>> START SUPPLIED DATA

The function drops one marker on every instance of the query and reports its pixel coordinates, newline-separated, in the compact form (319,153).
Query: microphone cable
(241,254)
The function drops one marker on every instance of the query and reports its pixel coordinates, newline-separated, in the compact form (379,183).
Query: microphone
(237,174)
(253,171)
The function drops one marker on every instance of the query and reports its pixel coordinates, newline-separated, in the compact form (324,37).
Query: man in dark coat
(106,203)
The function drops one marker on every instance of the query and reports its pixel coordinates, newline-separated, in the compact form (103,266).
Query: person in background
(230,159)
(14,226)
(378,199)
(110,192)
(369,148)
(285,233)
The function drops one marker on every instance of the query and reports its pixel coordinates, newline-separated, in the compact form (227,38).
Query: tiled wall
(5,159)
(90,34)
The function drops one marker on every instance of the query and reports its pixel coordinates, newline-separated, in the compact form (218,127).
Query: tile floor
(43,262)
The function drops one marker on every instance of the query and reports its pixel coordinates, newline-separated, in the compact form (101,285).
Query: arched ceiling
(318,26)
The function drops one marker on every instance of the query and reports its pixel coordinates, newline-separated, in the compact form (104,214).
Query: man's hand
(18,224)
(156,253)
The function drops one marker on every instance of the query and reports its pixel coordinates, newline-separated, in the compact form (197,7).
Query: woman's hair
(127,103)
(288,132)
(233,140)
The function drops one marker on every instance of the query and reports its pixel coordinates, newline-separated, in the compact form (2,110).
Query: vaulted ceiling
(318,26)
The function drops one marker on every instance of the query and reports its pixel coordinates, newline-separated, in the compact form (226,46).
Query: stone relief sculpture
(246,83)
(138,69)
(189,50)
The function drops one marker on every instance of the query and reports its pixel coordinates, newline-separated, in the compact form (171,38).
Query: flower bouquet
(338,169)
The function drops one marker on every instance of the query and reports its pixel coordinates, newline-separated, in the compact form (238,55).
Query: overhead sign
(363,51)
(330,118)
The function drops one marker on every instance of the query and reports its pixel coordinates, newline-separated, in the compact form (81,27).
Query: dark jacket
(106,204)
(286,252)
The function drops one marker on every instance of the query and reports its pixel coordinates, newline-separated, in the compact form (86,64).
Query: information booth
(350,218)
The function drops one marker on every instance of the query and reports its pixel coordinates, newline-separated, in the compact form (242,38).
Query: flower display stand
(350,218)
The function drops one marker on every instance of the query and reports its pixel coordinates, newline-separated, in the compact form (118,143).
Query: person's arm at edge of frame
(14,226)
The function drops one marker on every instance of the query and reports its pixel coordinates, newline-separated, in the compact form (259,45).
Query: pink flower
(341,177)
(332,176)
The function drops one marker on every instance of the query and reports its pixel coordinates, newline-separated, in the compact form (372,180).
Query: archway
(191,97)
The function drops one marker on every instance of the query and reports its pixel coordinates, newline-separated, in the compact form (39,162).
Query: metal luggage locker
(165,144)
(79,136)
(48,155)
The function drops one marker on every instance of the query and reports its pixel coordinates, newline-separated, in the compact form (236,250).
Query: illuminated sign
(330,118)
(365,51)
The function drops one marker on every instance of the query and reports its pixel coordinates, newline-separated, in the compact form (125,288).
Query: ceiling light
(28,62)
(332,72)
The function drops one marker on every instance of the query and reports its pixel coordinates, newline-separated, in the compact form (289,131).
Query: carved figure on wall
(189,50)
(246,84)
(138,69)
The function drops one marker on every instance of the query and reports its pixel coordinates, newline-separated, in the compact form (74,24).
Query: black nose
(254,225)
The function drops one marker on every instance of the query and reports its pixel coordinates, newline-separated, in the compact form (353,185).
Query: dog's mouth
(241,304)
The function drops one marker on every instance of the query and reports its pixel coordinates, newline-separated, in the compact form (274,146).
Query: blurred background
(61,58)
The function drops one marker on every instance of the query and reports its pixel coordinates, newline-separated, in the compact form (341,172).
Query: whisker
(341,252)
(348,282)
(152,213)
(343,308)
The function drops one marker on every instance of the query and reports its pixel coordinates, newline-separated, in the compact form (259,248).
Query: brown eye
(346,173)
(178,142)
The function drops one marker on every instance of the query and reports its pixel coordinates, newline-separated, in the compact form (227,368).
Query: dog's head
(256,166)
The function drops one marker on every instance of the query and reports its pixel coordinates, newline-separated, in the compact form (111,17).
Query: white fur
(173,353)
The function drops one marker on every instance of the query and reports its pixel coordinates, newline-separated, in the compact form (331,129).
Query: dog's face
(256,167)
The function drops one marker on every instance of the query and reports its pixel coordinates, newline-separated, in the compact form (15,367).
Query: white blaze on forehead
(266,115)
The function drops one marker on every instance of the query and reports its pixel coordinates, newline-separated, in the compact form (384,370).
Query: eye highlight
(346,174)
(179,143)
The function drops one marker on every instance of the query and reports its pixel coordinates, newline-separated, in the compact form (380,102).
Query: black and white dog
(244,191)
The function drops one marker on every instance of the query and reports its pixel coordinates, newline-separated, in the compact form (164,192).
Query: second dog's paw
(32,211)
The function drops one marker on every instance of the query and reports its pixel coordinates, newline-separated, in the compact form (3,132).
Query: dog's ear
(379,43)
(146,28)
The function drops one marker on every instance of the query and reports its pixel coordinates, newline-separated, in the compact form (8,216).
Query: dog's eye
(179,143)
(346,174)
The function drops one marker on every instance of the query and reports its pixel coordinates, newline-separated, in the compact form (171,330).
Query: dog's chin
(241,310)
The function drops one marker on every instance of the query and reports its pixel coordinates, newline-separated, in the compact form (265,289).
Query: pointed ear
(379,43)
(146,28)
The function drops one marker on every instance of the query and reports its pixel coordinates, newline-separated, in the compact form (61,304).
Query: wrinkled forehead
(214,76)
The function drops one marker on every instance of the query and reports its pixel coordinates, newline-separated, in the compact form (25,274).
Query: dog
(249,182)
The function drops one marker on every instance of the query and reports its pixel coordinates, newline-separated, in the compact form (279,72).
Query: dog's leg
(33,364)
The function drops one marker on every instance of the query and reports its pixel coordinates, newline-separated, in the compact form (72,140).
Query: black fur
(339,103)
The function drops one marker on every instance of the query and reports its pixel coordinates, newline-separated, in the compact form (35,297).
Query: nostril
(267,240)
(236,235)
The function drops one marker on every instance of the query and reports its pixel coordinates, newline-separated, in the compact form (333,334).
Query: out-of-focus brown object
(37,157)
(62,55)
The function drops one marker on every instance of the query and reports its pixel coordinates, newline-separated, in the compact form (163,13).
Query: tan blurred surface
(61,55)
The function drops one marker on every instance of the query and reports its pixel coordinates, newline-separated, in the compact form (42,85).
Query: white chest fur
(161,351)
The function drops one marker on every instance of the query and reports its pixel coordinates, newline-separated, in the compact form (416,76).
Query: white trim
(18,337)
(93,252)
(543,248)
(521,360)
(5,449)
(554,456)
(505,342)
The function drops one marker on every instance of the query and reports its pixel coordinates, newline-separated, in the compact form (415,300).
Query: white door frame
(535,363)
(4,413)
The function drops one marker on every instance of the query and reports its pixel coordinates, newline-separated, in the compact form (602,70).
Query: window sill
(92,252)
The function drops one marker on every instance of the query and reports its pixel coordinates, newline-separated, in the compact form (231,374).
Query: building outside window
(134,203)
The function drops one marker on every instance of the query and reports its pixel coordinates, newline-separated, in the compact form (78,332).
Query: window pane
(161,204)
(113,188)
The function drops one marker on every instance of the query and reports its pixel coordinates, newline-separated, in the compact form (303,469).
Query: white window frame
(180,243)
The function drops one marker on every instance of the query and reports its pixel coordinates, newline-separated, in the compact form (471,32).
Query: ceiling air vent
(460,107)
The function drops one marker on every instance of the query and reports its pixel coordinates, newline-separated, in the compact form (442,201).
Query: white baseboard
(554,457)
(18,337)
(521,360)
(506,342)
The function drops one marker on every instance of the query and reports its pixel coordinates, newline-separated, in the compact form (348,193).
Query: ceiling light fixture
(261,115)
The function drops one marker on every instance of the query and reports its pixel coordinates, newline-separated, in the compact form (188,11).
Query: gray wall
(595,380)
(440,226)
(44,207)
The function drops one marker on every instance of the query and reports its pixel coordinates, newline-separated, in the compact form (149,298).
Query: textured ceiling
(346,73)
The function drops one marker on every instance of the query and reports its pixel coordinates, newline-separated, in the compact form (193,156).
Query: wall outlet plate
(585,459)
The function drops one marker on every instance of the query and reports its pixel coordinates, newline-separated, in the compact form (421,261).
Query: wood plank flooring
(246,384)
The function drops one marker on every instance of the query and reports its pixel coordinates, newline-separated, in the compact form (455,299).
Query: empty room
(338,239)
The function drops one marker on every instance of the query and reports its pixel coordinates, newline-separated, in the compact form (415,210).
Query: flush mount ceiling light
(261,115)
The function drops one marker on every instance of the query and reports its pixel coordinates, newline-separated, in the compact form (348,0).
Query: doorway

>> END SUPPLIED DATA

EXERCISE OBJECTIVE: Quote only the lines from the one containing "compact form (421,261)." through the final line of the records, with both ends included.

OUTPUT OF THE EXERCISE:
The function drops one marker on every instance of the query and reports its pixel coordinates, newline-separated, in the compact form (421,261).
Query: wood plank flooring
(246,384)
The function drops one marker on every instance of the query and reports its pixel coordinates, newline-separated, in the compact form (455,299).
Query: empty room
(338,239)
The function drops one marker on every instance of the query and reports its pixel coordinates, newline-separated, in the compact form (415,210).
Query: flush mount ceiling light
(261,115)
The function drops one marker on every instance of the query and reports its pixel coordinates, newline-separated, in the compact form (348,0).
Query: doorway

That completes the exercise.